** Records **
━━━━━━
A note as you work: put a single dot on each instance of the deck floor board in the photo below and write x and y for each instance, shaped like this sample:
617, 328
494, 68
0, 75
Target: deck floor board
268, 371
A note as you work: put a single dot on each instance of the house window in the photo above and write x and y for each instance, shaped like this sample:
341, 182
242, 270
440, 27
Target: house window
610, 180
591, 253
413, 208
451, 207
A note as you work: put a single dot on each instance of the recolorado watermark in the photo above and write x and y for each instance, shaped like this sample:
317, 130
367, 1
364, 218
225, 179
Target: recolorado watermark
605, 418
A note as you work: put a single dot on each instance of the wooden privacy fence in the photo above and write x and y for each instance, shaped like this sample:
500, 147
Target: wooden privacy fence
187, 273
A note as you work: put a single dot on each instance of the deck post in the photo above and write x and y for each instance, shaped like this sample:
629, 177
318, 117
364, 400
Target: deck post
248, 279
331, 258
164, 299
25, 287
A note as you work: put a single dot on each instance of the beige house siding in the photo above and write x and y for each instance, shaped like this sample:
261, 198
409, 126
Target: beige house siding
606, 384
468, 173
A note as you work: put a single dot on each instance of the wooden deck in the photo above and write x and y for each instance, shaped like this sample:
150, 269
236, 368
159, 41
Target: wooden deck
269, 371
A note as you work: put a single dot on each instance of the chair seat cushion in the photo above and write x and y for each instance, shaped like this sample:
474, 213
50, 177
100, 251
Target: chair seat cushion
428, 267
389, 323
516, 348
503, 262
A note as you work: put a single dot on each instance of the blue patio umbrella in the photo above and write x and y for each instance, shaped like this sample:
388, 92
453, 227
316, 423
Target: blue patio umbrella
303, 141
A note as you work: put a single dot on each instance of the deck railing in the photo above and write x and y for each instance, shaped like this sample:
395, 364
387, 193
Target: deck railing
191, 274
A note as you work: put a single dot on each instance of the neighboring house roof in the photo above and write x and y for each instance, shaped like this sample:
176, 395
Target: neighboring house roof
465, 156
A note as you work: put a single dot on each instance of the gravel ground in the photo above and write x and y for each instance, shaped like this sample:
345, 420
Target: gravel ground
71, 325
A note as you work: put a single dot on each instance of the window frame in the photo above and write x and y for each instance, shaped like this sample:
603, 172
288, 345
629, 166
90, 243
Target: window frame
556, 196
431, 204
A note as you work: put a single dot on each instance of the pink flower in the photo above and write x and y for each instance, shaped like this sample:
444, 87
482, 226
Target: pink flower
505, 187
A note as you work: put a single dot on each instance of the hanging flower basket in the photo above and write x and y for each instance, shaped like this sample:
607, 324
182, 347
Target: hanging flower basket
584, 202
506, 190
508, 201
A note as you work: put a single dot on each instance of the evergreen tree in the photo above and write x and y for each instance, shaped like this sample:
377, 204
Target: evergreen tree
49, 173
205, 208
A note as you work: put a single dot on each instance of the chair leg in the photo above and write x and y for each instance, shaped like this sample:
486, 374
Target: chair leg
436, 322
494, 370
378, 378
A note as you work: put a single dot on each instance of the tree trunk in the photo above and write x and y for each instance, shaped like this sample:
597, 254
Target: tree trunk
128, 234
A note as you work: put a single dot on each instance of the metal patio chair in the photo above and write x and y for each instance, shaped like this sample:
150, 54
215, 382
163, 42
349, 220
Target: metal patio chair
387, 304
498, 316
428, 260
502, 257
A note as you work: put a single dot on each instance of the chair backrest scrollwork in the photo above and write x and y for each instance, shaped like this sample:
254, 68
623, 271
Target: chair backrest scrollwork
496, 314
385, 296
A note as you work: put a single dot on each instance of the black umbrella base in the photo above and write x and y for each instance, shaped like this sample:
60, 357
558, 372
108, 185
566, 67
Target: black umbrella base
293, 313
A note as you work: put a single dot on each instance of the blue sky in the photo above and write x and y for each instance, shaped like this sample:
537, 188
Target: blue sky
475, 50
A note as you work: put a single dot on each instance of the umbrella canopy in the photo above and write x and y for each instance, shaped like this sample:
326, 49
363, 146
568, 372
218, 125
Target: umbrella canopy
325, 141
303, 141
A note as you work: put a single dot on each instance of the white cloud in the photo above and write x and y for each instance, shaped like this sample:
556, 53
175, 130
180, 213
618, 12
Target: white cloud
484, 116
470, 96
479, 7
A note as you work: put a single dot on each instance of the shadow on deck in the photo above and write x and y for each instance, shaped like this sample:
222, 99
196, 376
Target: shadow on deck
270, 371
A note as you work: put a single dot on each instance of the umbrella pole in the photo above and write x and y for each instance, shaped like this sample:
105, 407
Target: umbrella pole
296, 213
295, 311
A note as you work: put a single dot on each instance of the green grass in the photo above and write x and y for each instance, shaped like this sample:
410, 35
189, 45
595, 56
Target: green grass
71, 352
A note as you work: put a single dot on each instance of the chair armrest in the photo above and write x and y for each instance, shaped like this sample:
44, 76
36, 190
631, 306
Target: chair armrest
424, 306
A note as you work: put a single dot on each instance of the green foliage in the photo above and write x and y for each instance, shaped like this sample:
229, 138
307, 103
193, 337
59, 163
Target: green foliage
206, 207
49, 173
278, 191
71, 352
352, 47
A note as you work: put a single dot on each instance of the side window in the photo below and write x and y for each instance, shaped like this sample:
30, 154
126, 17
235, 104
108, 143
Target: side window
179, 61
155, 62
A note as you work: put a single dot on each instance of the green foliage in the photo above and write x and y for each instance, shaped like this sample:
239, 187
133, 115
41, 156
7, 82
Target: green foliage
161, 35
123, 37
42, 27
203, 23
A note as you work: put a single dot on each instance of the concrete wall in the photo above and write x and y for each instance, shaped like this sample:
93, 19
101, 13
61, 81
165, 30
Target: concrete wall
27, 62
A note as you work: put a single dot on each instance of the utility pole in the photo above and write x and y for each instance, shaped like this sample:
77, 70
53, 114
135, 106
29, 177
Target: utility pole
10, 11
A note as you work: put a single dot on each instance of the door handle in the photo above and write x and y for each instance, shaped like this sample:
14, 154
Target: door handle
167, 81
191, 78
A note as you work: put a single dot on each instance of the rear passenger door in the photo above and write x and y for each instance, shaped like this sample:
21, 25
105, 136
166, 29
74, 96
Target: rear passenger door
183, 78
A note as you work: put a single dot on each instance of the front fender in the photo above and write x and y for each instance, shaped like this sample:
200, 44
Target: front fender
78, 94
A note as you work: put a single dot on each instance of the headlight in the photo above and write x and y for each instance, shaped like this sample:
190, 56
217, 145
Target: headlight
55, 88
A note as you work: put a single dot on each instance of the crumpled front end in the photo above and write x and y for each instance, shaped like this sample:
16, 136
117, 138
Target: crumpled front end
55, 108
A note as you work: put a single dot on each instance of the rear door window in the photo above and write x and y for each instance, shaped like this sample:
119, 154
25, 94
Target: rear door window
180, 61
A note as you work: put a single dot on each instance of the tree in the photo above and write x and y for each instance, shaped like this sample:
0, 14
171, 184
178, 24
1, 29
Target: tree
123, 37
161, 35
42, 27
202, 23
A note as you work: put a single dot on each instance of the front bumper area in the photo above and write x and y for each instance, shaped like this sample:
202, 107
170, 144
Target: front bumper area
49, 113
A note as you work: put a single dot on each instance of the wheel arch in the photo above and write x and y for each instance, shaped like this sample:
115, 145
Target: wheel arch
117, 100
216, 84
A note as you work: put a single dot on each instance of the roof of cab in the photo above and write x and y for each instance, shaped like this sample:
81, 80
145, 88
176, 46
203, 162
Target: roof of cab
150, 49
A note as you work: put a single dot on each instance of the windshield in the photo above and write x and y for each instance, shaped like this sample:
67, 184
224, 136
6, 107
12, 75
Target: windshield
━━━━━━
Output the line that contains "the rear passenger", followed by every later line in the listing, with no line omitted and none added.

A note as you work: put a single dot on each instance of the rear passenger door in the photo above and write x and y for each instance, shaped like this sample:
21, 25
105, 136
166, 29
74, 96
Target: rear passenger door
183, 78
A note as you work: put a single dot on each instance of the front fender in the photo above and write x and y for each instance, shaped like this sample:
200, 44
Target: front fender
78, 94
A note as you work: put a single dot on each instance of the headlight in the photo above and write x and y for each instance, shaped like this sample:
190, 56
217, 145
Target: headlight
55, 88
A note as you work: put a single dot on each instance of the crumpled front end in the photo above and write x and y for each instance, shaped like this sample:
16, 136
117, 138
Target: crumpled front end
55, 108
A note as you work: put a single dot on each instance of the rear door window in the photo above and write x and y for each instance, shaped like this sample:
119, 154
25, 94
Target: rear door window
180, 61
A note as you work: put a single dot on each instance of the tree in the photo above and write x and y for each instance, shaped like this sample:
0, 14
171, 184
178, 24
1, 29
Target: tree
123, 37
161, 35
42, 27
202, 23
A note as you work: put a single dot on each instance of the front bumper area in the photo above and write x and y for each instance, shaped like this sample:
202, 107
170, 144
Target: front bumper area
49, 113
A note as you work: put a single dot on each instance of the wheel arch in the photo above and write x and y for each instance, shaped like this sample:
115, 145
Target: wheel arch
117, 100
216, 84
A note as you work: put a single dot on each instance of the roof of cab in the photo above and write x and y for each instance, shaped like this sample:
81, 80
145, 88
176, 46
203, 162
Target: roof of cab
150, 49
A note as you work: put a single dot on each instance of the windshield in the photo above and write x and y for each instance, shaped like this sample:
67, 184
224, 136
6, 107
12, 75
Target: windshield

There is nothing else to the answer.